* _DOCUMENT PASSAGE_:
═══

4 iShares Global Ex-US ETFs: Which One Is Best?

by: Jiri Mikes

iShares is providing four big global ex-U.S. ETFs with plain strategies.

They are similar but not identical.

Which one is the best?

As I pointed out in my last article, some people still do not see a difference between ETFs that are similar but not the same. Last time, I wrote a few words about three global ex-U.S. ETFs from Vanguard; in this article, the second in a short series, I will focus on iShares (managed by BlackRock – the world’s biggest asset manager).

iShares; Global ETF


iShares, of course, provides a big range of global ex-U.S. ETFs, but speaking about plain strategy, there are four basic ETFs, which are also the largest and most popular. I am speaking about iShares MSCI EAFE ETF (EFA; Fact Sheet), iShares Core MSCI EAFE ETF (IEFA; Fact Sheet), iShares MSCI ACWI ex-U.S. ETF (ACWX; Fact Sheet) and iShares Core MSCI Total International Stock ETF (IXUS; Fact Sheet). All these four ETFs are tracking indices provided by MSCI, which is the first important point. Why?

Unlike FTSE indices (tracking by the Vanguard ETFs mentioned in the previous article), MSCI still does not classify South Korea as a developed market, so you will not find this country in EFA and IEFA – two ETFs that focus on developed countries outside of the U.S. But that’s not all. Speaking of developed countries, there is also another important thing. The “EAFE” in MSCI EAFE stands for Europe, Australasia and the Far East, which means that this range of indices measure the equity market performance of developed markets not only outside of the U.S. but also outside of Canada (although Canada is, of course, a developed market). Some investors may welcome this, others not. Either way, it is another important difference between iShares and Vanguard ETFs, and you should have it in mind.

Table 1: EFA, IEFA, ACWX, IXUS; source: iShares

AUM (mil. USD)

Avg. Daily Volume


12m Trailing Yield

Benchmark Index

Number of Holdings

Region (ex U.S.)

Market cap.



22 207 417

0.32 %

3.04 %



Developed (ex Canada)




6 055 574

0.08 %

2.90 %



Developed (ex Canada)




493 707


2.59 %



Developed +EM




541 119


2.72 %



Developed +EM


But what are the differences between the four iShares ETFs? Well, Table 1 might help. iShares MSCI EAFE ETF tracks the MSCI EAFE Index, which I have already mentioned and which focuses on developed countries outside of the U.S. and Canada, but only large- and mid-cap companies. By comparison, the iShares Core MSCI EAFE ETF tracks the MSCI EAFE IMI Index, which means the same countries as EFA – however, this ETF focuses not only on large- and mid-cap but also on small-cap companies. What is interesting is the high difference in fees. Although IEFA is a smaller and less liquid ETF, the TER is only 0.08 % p.a. compared to 0.32 % p.a. for EFA. Four times less. As you can see in Charts 1 and 2, the regional and sector allocations of EFA and IEFA are almost the same, which is no surprise given that these ETFs have 77 % of holdings in common by weight, according to the ETF Research Center's Overlap Analysis tool. However, IEFA has still the bigger diversification – the weight of the top 100 positions in IEFA is 38.92 %, compared to 46.14 % in EFA. I am not saying it is a huge difference, but it is a difference. And if you look at Chart 3, you will see that IEFA is also a clear winner if we are speaking about a return over the longest possible period (IEFA and IXUS were launched in October 2012)

═══

Dataset rows

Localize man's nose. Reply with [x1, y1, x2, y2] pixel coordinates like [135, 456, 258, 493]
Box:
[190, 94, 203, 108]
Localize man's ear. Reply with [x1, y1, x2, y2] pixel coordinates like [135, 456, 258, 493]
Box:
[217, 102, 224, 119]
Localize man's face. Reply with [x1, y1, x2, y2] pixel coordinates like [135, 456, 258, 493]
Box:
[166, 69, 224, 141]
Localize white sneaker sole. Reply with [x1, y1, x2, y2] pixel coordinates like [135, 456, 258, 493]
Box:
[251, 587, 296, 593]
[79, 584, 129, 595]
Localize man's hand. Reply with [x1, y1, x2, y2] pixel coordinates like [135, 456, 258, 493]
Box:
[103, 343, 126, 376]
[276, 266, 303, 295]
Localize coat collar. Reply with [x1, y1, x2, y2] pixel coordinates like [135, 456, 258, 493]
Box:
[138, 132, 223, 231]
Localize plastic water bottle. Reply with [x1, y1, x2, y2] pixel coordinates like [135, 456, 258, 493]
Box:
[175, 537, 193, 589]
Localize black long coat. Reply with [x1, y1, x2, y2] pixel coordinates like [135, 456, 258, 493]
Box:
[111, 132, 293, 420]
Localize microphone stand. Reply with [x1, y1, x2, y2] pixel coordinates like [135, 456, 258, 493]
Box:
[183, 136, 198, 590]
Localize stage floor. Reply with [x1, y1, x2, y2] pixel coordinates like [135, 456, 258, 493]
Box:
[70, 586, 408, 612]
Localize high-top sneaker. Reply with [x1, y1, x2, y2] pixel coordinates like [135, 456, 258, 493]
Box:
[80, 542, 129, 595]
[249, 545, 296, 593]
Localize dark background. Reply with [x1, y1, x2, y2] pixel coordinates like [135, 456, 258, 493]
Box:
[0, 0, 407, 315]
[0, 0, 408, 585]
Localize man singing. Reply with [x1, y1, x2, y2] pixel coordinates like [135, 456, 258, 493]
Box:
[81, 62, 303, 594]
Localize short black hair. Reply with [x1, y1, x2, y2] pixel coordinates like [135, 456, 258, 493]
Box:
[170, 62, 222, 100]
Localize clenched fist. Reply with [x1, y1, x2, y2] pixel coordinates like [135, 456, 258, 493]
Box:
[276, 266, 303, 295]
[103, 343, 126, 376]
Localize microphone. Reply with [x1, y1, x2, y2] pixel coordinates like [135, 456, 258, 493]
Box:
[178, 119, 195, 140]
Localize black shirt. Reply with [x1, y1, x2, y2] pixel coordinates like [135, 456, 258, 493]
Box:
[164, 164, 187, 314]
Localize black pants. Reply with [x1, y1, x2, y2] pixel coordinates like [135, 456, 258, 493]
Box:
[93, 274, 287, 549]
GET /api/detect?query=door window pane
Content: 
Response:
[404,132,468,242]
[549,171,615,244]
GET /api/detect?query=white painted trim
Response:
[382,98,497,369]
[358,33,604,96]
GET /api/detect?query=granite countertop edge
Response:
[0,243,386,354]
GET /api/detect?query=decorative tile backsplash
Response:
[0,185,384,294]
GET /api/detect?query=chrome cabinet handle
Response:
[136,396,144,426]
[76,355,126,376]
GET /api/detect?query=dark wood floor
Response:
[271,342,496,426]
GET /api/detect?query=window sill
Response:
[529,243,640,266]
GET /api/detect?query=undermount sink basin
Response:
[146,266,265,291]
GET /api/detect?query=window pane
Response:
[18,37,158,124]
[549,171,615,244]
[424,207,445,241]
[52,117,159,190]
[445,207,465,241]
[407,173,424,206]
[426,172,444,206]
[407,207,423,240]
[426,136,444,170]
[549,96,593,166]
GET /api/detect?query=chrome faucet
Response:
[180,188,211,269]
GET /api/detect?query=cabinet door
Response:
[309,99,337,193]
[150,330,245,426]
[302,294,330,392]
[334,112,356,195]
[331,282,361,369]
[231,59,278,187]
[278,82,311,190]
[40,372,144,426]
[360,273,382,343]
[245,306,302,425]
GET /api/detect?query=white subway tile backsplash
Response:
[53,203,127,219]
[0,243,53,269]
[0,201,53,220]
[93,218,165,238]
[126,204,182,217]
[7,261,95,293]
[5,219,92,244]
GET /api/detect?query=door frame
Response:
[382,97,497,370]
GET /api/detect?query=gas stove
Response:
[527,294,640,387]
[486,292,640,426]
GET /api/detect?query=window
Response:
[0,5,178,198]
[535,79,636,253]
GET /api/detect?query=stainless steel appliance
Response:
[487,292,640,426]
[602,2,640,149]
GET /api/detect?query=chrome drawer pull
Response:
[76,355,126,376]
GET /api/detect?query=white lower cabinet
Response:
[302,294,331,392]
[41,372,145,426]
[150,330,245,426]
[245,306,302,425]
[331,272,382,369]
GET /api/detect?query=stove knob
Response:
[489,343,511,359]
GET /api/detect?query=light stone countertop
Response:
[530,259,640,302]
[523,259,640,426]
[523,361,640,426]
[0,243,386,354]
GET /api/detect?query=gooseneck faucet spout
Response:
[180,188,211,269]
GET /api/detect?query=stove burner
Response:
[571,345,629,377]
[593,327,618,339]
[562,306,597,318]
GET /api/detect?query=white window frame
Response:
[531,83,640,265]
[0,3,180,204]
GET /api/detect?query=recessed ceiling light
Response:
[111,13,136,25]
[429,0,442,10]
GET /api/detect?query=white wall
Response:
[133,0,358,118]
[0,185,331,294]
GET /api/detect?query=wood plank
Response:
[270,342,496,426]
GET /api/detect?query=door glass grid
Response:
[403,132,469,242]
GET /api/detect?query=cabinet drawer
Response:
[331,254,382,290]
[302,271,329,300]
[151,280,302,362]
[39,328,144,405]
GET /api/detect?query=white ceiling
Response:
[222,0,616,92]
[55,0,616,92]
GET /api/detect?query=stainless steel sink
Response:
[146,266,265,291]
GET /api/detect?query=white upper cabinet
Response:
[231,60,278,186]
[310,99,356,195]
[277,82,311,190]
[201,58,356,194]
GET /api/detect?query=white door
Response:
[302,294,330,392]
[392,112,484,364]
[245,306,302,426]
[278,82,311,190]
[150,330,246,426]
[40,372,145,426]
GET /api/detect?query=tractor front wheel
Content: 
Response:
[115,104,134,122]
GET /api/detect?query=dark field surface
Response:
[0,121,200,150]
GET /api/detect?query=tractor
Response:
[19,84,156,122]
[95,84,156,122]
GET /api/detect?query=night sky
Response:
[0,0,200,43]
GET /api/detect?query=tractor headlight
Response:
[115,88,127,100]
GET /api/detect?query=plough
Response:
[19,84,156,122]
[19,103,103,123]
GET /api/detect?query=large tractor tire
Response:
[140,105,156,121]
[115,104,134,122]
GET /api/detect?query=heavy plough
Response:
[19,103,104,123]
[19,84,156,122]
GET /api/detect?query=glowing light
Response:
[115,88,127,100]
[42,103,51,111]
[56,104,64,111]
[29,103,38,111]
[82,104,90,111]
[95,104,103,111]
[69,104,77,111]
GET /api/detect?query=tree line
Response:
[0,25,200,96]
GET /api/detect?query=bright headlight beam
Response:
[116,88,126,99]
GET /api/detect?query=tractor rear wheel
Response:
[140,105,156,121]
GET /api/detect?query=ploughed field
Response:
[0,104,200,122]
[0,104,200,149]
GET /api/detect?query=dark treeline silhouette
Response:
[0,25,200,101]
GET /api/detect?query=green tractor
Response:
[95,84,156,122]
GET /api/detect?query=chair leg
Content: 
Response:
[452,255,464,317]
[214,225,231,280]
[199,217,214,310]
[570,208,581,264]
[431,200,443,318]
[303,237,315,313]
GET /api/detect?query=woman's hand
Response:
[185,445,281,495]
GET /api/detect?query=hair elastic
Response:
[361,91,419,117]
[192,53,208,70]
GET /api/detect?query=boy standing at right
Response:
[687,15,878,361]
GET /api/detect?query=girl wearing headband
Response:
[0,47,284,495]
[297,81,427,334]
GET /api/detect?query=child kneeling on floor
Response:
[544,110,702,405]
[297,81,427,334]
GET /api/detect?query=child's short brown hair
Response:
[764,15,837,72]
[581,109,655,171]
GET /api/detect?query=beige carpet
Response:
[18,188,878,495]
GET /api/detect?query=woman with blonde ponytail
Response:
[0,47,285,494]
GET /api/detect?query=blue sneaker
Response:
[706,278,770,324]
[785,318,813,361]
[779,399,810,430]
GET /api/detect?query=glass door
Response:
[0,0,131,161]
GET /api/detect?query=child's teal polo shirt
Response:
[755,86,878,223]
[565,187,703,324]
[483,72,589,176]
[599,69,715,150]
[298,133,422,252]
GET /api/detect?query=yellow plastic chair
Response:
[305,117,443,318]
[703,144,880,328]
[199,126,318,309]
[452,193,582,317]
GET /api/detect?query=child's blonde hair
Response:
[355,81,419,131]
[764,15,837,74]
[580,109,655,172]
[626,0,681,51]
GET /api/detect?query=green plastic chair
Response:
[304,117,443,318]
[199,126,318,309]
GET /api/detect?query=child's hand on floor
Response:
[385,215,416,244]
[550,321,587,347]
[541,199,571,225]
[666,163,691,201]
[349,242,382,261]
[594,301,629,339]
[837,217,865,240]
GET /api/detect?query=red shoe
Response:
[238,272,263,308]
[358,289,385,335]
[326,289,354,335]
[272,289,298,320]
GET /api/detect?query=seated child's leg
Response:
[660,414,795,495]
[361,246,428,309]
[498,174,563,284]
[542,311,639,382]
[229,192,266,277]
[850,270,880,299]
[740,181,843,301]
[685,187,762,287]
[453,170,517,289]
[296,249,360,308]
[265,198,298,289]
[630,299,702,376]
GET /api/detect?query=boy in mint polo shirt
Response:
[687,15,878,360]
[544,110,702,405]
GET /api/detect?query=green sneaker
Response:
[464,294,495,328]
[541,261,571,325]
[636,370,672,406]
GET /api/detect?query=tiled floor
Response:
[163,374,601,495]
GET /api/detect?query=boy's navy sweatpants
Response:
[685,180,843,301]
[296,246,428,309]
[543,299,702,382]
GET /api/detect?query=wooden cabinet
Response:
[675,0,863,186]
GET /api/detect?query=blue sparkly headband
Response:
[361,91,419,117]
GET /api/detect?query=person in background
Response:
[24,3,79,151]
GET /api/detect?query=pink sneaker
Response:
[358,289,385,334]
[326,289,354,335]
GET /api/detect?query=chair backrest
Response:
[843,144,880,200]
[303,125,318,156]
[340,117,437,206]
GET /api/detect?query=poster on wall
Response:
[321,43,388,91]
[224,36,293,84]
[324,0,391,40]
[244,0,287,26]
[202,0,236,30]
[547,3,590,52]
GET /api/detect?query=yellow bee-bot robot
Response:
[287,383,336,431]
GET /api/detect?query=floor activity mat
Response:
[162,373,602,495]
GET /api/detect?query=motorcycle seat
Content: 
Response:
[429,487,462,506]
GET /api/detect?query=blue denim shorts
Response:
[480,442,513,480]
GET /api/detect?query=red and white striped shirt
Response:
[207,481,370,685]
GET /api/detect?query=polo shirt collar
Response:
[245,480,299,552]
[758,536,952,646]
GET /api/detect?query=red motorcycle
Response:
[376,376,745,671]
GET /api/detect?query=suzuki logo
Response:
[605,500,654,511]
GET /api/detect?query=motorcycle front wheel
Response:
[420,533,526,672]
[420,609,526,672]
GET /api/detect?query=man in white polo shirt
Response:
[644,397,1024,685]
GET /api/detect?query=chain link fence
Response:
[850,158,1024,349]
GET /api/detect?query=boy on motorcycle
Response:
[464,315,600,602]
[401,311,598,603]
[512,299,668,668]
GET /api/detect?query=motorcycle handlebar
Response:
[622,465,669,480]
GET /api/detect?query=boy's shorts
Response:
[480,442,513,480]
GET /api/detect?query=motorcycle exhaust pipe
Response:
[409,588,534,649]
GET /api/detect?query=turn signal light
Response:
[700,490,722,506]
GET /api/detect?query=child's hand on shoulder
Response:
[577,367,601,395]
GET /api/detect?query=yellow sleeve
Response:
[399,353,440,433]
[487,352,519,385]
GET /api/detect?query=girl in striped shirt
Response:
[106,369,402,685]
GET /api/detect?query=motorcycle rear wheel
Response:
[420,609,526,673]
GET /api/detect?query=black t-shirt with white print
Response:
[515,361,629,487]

═══

* _PROBLEM SET_:
a – Rewrite the iShares ETF article from "by: Jiri Mikes" to "biggest asset manager).", swapping "Vanguard" for "Schwab".
b – Extend the iShares ETF article onward from its final words.

* _ANSWERS GIVEN_:
a –
by: Jiri Mikes

iShares is providing four big global ex-U.S. ETFs with plain strategies.

They are similar but not identical.

Which one is the best?

As I pointed out in my last article, some people still do not see a difference between ETFs that are similar but not the same. Last time, I wrote a few words about three global ex-U.S. ETFs from Schwab; in this article, the second in a short series, I will focus on iShares (managed by BlackRock – the world’s biggest asset manager).

b –
Chart 1: Regional allocation (click to enlarge); source: iShares


Chart 2: Sector allocation (click to enlarge); source: iShares


The difference between ACWX and IXUS is the same as between EFA and IEFA – however, you will also get exposure to emerging markets and Canada. So, ACWX tracks the MSCI ACWI ex-U.S. Index, which focuses on developed and emerging markets, as well as large- and mid-cap companies. IXUS tracks the MSCI ACWI ex-U.S. IMI Index – so once again developed and emerging markets, but this time not only large- and mid-cap but also small-cap companies. The TER of ACWX is 0.32 %, compared to 0.10 % for IXUS. If we use the same metric as in the previous two ETFs, the top 100 positions in IXUS have the weight of only 31.92 % compared to 39.53 % in AXUS. This is only logical because IXUS also have the biggest number of components – 3,442 companies of all sizes from all around the world. There is also a slightly bigger difference between ACWX and IXUS because these ETFs have “only” 64 % (compared to 77 % for EFA vs. IEFA) overlap by weight according to the ETF Research Center. In Charts 1 and 2 you can see the regional and sector allocations of both ETFs. Once again, however, as I wrote in my previous article, it is important to know that sector allocation is not based on a portfolio management decision, but it is simply the result of the sector allocation of individual regional stock exchanges (countries) and their weight in the index. In Chart 3, you can see that speaking about returns, IXUS is slightly better than AXUS.

So, which ETF is the best?

Chart 3: Return and volatility; source: ETFreplay.com

And the winner is….

One could say “why to bother with choosing the right ETF when all four are so similar and have such a high correlation?” Well yes, this is true, but why not get a “free” return even if it were only a few tenths of a percent extra per year, or get better diversification? Focusing only on return (and volatility), we could say that IEFA is the winner. But we must not forget that the outperformance of IEFA/EFA vs. AXUS/IXUS is caused by the fact that AXUS and IXUS have also emerging markets (and Canada) in their portfolio and emerging markets have been a bit tricky in the last couple of years. But this does not mean that such a situation will be the case also in the future.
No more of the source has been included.